* [READING TEXT]
-------

Paranormal investigation team reports findings from inside Historic Butler County Courthouse

Local group spends 8 hours seeking ‘sensitivities’ and sightings.

Credit: NICK GRAHAM / STAFF

Credit: NICK GRAHAM / STAFF

There were some interesting findings recently by a group that investigated the Historic Butler County Courthouse in Hamilton — for paranormal activity.

Spiritual Realm Paranormal Investigators (SRPI) spent 8 hours on July 23 inside the courthouse, seeking to pick up any sensitivities that might reveal history.

SRPI was founded in 2013 by paranormal enthusiast and medium Ashlee St. Denis to help her explain and cope with experiences she had been dealing with since childhood. Denis’ paranormal investigation team of 11 members includes four “sensitives.” The group is also passionate about history.

“Just because a building is old, doesn’t make it historically significant. Of course, if there is reported unexplained activity on a premises, we’ll check it out,” said member Brian Smith, a local teacher and former Butler County Historical Society board president.

The group’s time in the courthouse involved planning with personnel of the still-functioning building, Smith said.

“Employees of the building, both past and present, were extremely helpful in providing history, stories and experiences that they were aware of, and even the construction workers of the current renovation work passed along their experiences through county employees,” he said. “We got multiple pieces of additional information through Facebook postings as well ... The more information we have, the more we have to use in determining actual fact from legend and misinformation.”

Numerous areas were off limits and county personnel met numerous times with SRPI to set up the guidelines for the visit.

“A true investigation is nothing like the ghost-hunting shows on television,” Smith said. “They are edited, and at times, scripted, to provide entertainment value. Investigators are on-site often up to three days to capture one hour of edited air time,” he said.

“A lot of information involving paranormal investigations tends to deal with tragedy and the current courthouse itself, as well as the previous courthouse that stood on the same site, are no exception,” Smith said. “The building was used as a temporary morgue after the 1913 flood, and of course, in 1912, three Hamilton firefighters lost their lives fighting a blaze that toppled the clock tower and sent the large bell through each floor of the building until it eventually ended up in the basement.”

Sensitive team members picked up on a possible shooting in the building, which corresponds with stories SRPI gathered from employees involving a shooting during a trial in the historic third floor courtroom during the 1920s or 1930s.

“We are still investigating those claims, and there have been other violent events there dating all the way back to the 1870s,” Smith said. “In fact, when the current building was constructed in 1889, it wasn’t long after that it was reported to have a ghost of the night watchman of the previous courthouse who was found dead in the Treasurer’s office. It was initially believed he died by suicide, but it was soon discovered that the safes had been emptied and it was suspected the robbers, a few who had ties to the government and the new courthouse, had staged the scene to cover up a possible murder,” he said.

-------

* [EXTRACTED MATERIAL]

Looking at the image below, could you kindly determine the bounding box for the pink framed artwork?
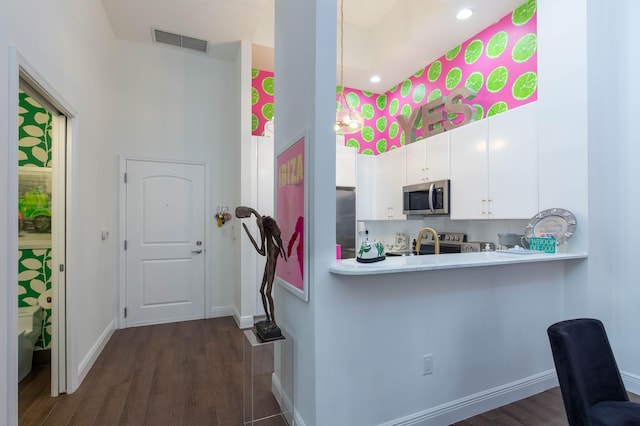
[275,132,309,301]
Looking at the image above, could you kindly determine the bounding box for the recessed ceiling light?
[456,9,473,20]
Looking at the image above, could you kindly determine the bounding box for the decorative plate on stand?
[524,208,578,244]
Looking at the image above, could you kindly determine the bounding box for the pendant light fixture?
[335,0,364,135]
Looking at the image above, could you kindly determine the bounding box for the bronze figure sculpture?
[236,206,287,341]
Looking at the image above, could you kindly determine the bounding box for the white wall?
[111,41,240,316]
[274,0,341,425]
[588,0,640,393]
[0,2,18,425]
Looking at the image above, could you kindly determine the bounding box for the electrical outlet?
[422,354,433,376]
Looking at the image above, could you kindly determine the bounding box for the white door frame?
[7,47,79,410]
[117,154,212,329]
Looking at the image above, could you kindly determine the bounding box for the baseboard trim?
[227,306,253,329]
[78,318,118,388]
[379,370,558,426]
[207,306,234,318]
[271,372,305,426]
[620,371,640,395]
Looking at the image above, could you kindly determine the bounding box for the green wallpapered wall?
[18,90,52,349]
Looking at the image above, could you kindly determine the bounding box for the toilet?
[18,306,44,381]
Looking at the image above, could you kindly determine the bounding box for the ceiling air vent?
[153,29,207,52]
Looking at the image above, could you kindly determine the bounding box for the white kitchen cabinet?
[373,147,406,220]
[336,145,357,187]
[405,132,450,185]
[405,139,427,185]
[356,154,376,220]
[449,102,538,220]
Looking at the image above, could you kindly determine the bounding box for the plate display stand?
[243,330,293,426]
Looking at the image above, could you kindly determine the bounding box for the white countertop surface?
[329,251,587,275]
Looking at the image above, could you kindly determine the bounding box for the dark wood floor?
[18,317,640,426]
[18,317,284,426]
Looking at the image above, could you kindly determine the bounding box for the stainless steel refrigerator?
[336,186,356,259]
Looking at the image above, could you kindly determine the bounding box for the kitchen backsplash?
[252,0,538,155]
[364,216,529,251]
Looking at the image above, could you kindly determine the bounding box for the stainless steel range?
[412,232,467,255]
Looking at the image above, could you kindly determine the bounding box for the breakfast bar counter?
[329,251,587,275]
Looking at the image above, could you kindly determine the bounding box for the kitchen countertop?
[329,251,588,275]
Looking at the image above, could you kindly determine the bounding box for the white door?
[125,160,205,327]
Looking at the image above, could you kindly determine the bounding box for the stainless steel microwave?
[402,180,450,215]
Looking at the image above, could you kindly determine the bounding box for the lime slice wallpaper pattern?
[252,0,538,155]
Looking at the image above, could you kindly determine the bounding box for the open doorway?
[16,68,70,406]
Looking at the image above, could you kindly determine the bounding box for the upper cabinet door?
[489,102,538,219]
[424,132,451,182]
[449,119,488,220]
[405,139,430,185]
[450,102,538,219]
[336,145,357,187]
[356,154,376,220]
[374,147,406,220]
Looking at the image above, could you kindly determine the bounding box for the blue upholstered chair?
[547,318,640,426]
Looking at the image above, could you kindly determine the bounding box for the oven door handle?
[429,183,436,214]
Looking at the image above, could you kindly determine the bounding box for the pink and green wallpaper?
[252,0,538,155]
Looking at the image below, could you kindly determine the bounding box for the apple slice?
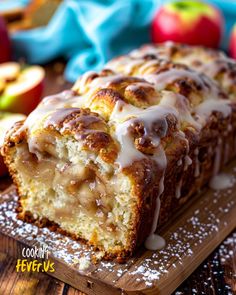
[0,113,26,177]
[0,61,20,82]
[0,66,45,115]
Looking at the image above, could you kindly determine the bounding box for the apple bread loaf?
[107,41,236,100]
[2,45,236,260]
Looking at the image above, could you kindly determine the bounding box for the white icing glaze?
[209,173,234,190]
[194,148,200,177]
[105,56,144,75]
[111,102,177,168]
[139,59,158,74]
[145,68,206,91]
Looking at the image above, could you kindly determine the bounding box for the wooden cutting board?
[0,161,236,295]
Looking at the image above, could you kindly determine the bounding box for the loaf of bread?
[2,45,236,261]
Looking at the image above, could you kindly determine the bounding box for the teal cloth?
[12,0,159,82]
[12,0,236,82]
[0,0,30,12]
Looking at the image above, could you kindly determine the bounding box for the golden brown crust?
[2,41,236,260]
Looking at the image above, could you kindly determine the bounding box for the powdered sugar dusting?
[0,169,236,288]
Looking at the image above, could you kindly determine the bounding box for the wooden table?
[0,61,236,295]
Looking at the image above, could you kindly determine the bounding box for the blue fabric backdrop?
[12,0,236,82]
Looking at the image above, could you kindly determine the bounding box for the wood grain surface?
[0,157,236,295]
[0,61,236,295]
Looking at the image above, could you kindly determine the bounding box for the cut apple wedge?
[0,62,20,82]
[0,66,45,115]
[0,112,26,177]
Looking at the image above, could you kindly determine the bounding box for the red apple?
[0,113,25,177]
[229,24,236,59]
[0,65,45,115]
[0,16,11,63]
[152,0,224,48]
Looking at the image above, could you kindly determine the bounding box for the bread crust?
[2,42,236,262]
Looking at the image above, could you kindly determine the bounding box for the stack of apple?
[0,18,45,176]
[152,0,236,59]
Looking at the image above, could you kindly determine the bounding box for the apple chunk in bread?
[0,112,25,176]
[4,109,154,256]
[0,63,45,114]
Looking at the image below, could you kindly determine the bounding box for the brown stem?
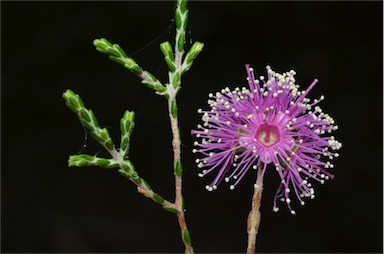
[169,102,193,253]
[247,168,263,254]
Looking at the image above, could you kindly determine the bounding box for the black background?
[1,2,383,252]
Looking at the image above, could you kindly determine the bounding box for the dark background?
[1,1,383,252]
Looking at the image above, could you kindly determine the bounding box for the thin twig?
[247,167,263,254]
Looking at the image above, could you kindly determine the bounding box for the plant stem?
[168,94,193,253]
[247,167,263,254]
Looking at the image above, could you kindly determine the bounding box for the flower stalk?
[247,168,263,254]
[63,0,204,253]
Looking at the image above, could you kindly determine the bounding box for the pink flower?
[192,65,341,214]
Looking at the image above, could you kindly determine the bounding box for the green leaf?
[153,192,164,204]
[183,228,192,245]
[172,72,180,88]
[120,110,135,159]
[175,9,182,30]
[177,31,185,52]
[164,57,176,72]
[141,178,152,190]
[160,41,175,61]
[171,98,178,118]
[163,206,179,214]
[177,0,187,13]
[109,56,125,66]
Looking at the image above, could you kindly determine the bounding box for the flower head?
[192,65,341,214]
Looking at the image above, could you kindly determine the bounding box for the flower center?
[256,123,280,147]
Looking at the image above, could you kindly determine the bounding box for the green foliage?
[68,154,120,168]
[181,41,204,73]
[120,110,135,159]
[183,228,192,245]
[63,89,114,151]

-------

* [DIRECTIVE 1]
List every specific year, not decades, that the courthouse article mentions.
* [DIRECTIVE 2]
Resume the article about the paranormal investigation of the Butler County Courthouse, starting after its final sentence.
The rows have nothing to do with the work here.

* [RIGHT ANSWER 1]
2013, 1913, 1912, 1889

* [RIGHT ANSWER 2]
In addition to tragic events, the building seems full of residual past energy, SRPI’s report states.

“All of the sensitives reported possible past employees and/or visitors still present on the site,” Smith said. “Several of the team were almost immediately overwhelmed by the sheer amount of energy that exists from the past.”

The majority of that energy is not “intelligent” and is incapable of reacting or communicating, the SRPI reported from its time in the courthouse.

“Residual events are similar to a video loop and just play over and over. Feelings the sensitives experienced, depending on the area, included sharp side abdominal pain and nausea (particularly on the second floor), as well as anxiety and sadness on the third floor, and a general feeling of dread, fear and ‘heaviness’ in certain portions of the fourth floor — some areas much stronger than others,” reported the SRPI team.

“The basement also brought about feelings of nausea and sickness in a couple of the team members, but the mechanical/electrical equipment and panels in the area give off intense amounts of EMF which is known to cause those feelings in some, as well as a sense of paranoia and being watched.”

SRPI had received reports of past security personnel chasing voices throughout the building, and said team members experienced the same phenomena.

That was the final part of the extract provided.